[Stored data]

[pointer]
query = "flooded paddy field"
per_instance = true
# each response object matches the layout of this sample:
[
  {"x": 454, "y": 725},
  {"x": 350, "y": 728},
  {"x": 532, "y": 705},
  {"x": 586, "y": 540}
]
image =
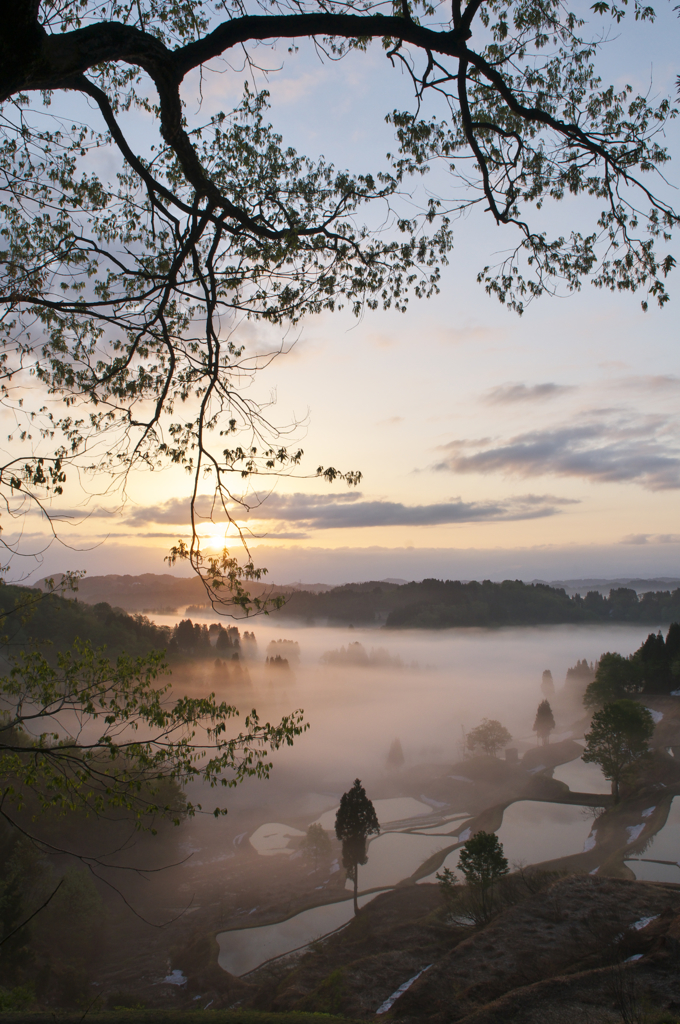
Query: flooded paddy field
[
  {"x": 660, "y": 859},
  {"x": 249, "y": 870}
]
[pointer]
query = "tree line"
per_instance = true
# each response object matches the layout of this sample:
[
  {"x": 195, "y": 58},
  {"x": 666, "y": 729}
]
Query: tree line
[{"x": 441, "y": 604}]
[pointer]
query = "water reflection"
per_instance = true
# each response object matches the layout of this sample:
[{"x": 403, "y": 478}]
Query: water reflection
[
  {"x": 245, "y": 948},
  {"x": 664, "y": 847},
  {"x": 582, "y": 777},
  {"x": 396, "y": 855},
  {"x": 535, "y": 830}
]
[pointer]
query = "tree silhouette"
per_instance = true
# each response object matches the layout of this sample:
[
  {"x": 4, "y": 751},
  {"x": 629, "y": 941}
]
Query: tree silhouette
[
  {"x": 544, "y": 722},
  {"x": 120, "y": 281},
  {"x": 355, "y": 820},
  {"x": 490, "y": 736},
  {"x": 619, "y": 741},
  {"x": 482, "y": 862},
  {"x": 395, "y": 756}
]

Objective - Please reproduce every one of the rows above word for word, leaving the pictures out.

Final result -
[pointer]
query = "flooded paddy field"
per_instance = true
# each response object matches the layout of this sample:
[
  {"x": 454, "y": 725},
  {"x": 350, "y": 728},
  {"x": 532, "y": 705},
  {"x": 586, "y": 540}
]
image =
Query: flooded paddy field
[
  {"x": 660, "y": 859},
  {"x": 249, "y": 870}
]
[pointer]
query = "tree line"
per_instance = true
# each response object matches the layout of this sample:
[
  {"x": 195, "y": 58},
  {"x": 666, "y": 729}
]
Query: tree line
[{"x": 441, "y": 604}]
[pointer]
query = "water reflection"
per_instance = true
# each response object matches the layout of this sample:
[{"x": 403, "y": 478}]
Query: water reflection
[
  {"x": 245, "y": 948},
  {"x": 664, "y": 847},
  {"x": 582, "y": 777},
  {"x": 396, "y": 855},
  {"x": 535, "y": 830}
]
[pointer]
query = "tree silhouette"
per_instance = true
# each response object matches the layout of this sample:
[
  {"x": 4, "y": 751},
  {"x": 629, "y": 941}
]
Query: tree silhouette
[
  {"x": 544, "y": 722},
  {"x": 120, "y": 281},
  {"x": 355, "y": 820},
  {"x": 490, "y": 736},
  {"x": 619, "y": 741},
  {"x": 482, "y": 862},
  {"x": 395, "y": 756}
]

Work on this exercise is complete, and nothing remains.